◆ **BRIEF**: Only the pictures are dropped. Restate each line below word for word.

◆ **DATA EXTRACTS**:
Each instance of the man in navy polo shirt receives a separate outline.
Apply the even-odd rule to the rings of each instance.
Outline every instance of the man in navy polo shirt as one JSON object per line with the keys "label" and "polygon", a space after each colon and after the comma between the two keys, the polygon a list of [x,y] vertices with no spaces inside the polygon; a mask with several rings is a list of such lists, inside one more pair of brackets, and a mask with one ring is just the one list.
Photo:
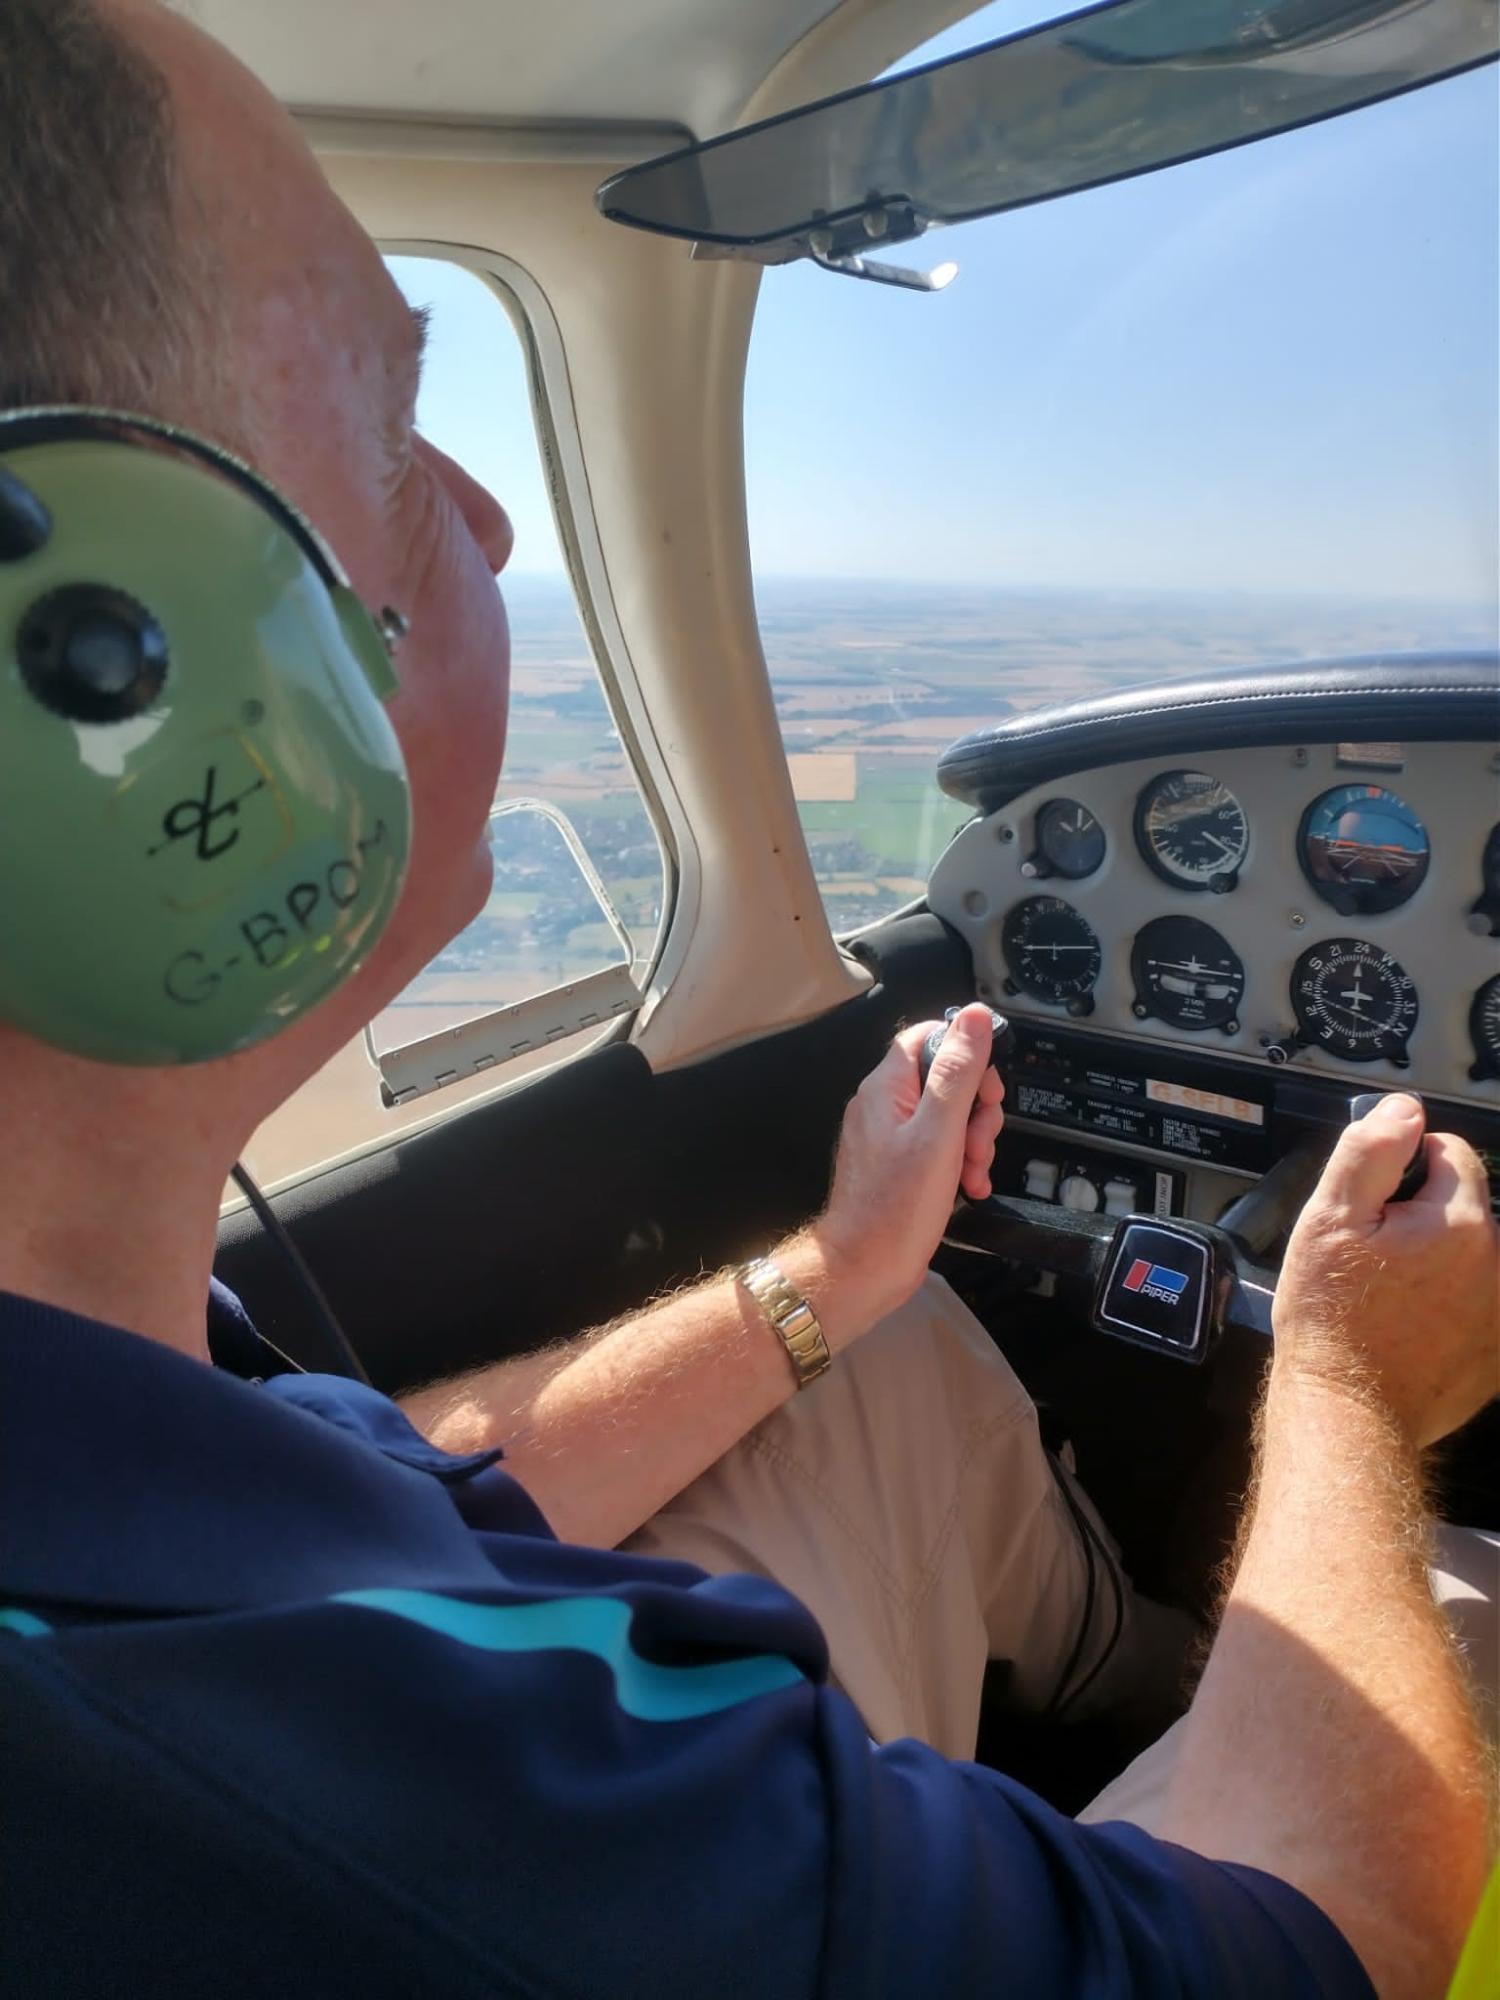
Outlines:
{"label": "man in navy polo shirt", "polygon": [[[0,1026],[0,1987],[1439,1991],[1485,1807],[1420,1454],[1493,1393],[1497,1256],[1455,1140],[1387,1209],[1410,1100],[1351,1128],[1291,1246],[1258,1491],[1155,1833],[877,1747],[776,1584],[602,1546],[787,1400],[743,1285],[510,1377],[503,1465],[446,1448],[495,1422],[482,1386],[414,1404],[419,1429],[347,1382],[206,1365],[230,1163],[484,894],[509,529],[413,435],[405,309],[222,51],[147,0],[0,0],[0,114],[0,400],[239,446],[409,613],[417,829],[366,969],[211,1073]],[[898,1043],[826,1215],[778,1248],[836,1353],[982,1189],[985,1060],[961,1018],[919,1096]]]}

◆ **ANSWER TO THIS TASK**:
Each instance of the man in navy polo shirt receives a separate outline.
Apply the even-odd rule to the rings of each instance.
Outline every instance of the man in navy polo shirt as one JSON object per line with the keys "label" and "polygon", a space after each colon and after the comma between the two keys, the polygon a list of [x,y] vertices with no spaces inside the polygon; a mask with several rings is a list of such lists, inside one more pair of brackets, and a mask with one ring is just the one list.
Photo:
Outlines:
{"label": "man in navy polo shirt", "polygon": [[[0,1026],[0,1987],[1439,1991],[1485,1807],[1420,1454],[1493,1393],[1497,1256],[1455,1140],[1387,1209],[1410,1100],[1351,1128],[1291,1246],[1258,1491],[1155,1833],[877,1747],[776,1584],[602,1546],[787,1400],[743,1285],[510,1377],[503,1465],[446,1448],[495,1422],[482,1386],[414,1404],[419,1429],[347,1382],[206,1365],[230,1163],[484,894],[509,529],[413,435],[405,309],[222,51],[147,0],[0,0],[0,114],[0,400],[239,446],[409,613],[417,829],[366,969],[211,1073]],[[898,1043],[826,1215],[778,1248],[836,1353],[982,1189],[985,1060],[961,1018],[919,1096]]]}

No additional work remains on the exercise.